▶ [MATERIAL FOR THIS TASK]:
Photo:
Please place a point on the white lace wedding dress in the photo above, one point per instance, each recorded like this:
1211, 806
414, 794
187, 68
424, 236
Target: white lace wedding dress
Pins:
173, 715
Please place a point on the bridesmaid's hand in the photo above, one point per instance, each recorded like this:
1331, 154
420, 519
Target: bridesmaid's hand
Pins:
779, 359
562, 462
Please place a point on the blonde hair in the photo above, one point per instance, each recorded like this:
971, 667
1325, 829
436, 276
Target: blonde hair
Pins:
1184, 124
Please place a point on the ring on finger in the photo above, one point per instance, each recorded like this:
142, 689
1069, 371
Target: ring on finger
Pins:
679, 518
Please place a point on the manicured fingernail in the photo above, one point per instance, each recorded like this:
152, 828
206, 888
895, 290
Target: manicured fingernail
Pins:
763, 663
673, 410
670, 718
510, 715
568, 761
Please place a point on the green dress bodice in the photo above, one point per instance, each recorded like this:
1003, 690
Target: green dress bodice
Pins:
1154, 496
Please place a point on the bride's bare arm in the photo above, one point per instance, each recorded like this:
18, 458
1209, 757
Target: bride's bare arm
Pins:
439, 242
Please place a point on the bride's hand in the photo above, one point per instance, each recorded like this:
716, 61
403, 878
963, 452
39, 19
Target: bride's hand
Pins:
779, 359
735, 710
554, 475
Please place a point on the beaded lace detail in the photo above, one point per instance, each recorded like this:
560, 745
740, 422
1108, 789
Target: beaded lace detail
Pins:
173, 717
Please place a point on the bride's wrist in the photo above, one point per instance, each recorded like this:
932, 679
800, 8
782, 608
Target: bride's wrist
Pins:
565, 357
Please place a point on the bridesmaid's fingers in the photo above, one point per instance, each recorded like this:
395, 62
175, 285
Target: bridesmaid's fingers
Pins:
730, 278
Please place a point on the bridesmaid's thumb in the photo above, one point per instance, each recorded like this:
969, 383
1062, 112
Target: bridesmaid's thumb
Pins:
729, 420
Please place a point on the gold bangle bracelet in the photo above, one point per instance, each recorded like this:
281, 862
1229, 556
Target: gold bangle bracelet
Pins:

▶ [EXERCISE BRIEF]:
Give every line of the records above as a JSON list of strings, with one string per line and blank lines left out.

▶ [RESPONSE FOR THIS EXERCISE]:
[
  "Photo:",
  "Please place a point on the white lace wedding dress in the photo above, one point per instance, each recorded like this:",
  "1211, 806",
  "414, 794",
  "187, 68",
  "424, 236",
  "Target: white lace wedding dress",
  "Pins:",
  "173, 715",
  "Please place a point on the bridesmaid's hand in the photo above, one point per instance, each recorded like this:",
  "1331, 154",
  "420, 519",
  "Target: bridesmaid's hand",
  "Pins:",
  "779, 359",
  "562, 462",
  "Please place a point on the blonde hair in the photo above, one point per instance, each recorded like this:",
  "971, 667",
  "1325, 829",
  "436, 276",
  "Target: blonde hair",
  "Pins:",
  "1184, 124",
  "Please place a point on the ring on finger in the photo above, one point per instance, each recorded like this:",
  "142, 689",
  "1069, 371",
  "Target: ring on finger",
  "Pins:",
  "679, 518",
  "Please place a point on the manicured fingernail in the photo above, one point per instance, each recorded like this:",
  "152, 828",
  "206, 888",
  "895, 290",
  "Target: manicured fingernail",
  "Pins:",
  "763, 663",
  "673, 410",
  "670, 718",
  "510, 715",
  "568, 761",
  "Please place a point on the green dress bodice in the photo above, one point per instance, each recorded like this:",
  "1003, 690",
  "Target: green dress bodice",
  "Pins:",
  "1154, 496",
  "Please place a point on the bride's bare arm in the photo above, one point per instance, each recorded like this:",
  "18, 458",
  "1209, 757",
  "Target: bride's bare arm",
  "Pins:",
  "439, 242",
  "Please place a point on the bride's hand in the photo above, one point per instance, each recorded like this:",
  "716, 61",
  "403, 878",
  "963, 452",
  "39, 19",
  "Target: bride's hand",
  "Pins:",
  "779, 359",
  "735, 710",
  "554, 475",
  "Please place a point on the beaded lace detail in the photo above, one point per instance, each recorded like this:",
  "560, 745",
  "740, 422",
  "1108, 789",
  "Target: beaded lace detail",
  "Pins:",
  "173, 717",
  "Please place a point on the bride's wrist in the photo above, one point per instance, each recorded like this:",
  "932, 679",
  "800, 8",
  "782, 608",
  "Target: bride's wrist",
  "Pins:",
  "565, 357",
  "Please place a point on the bridesmaid's fingers in the photo above, one point per instance, each recorded like this:",
  "395, 62",
  "175, 285",
  "Target: bridesmaid's fingers",
  "Pins:",
  "730, 278",
  "Please place a point on the bridesmaid's thumb in the photo above, one point per instance, each recorded like this:",
  "969, 383",
  "1062, 112",
  "Target: bridesmaid's thumb",
  "Pins:",
  "729, 420",
  "Please place a point on the gold bangle bracelet in the photo above, one point per instance, each recorded like this:",
  "281, 862",
  "1229, 556",
  "Target: gold bangle bracelet",
  "Pins:"
]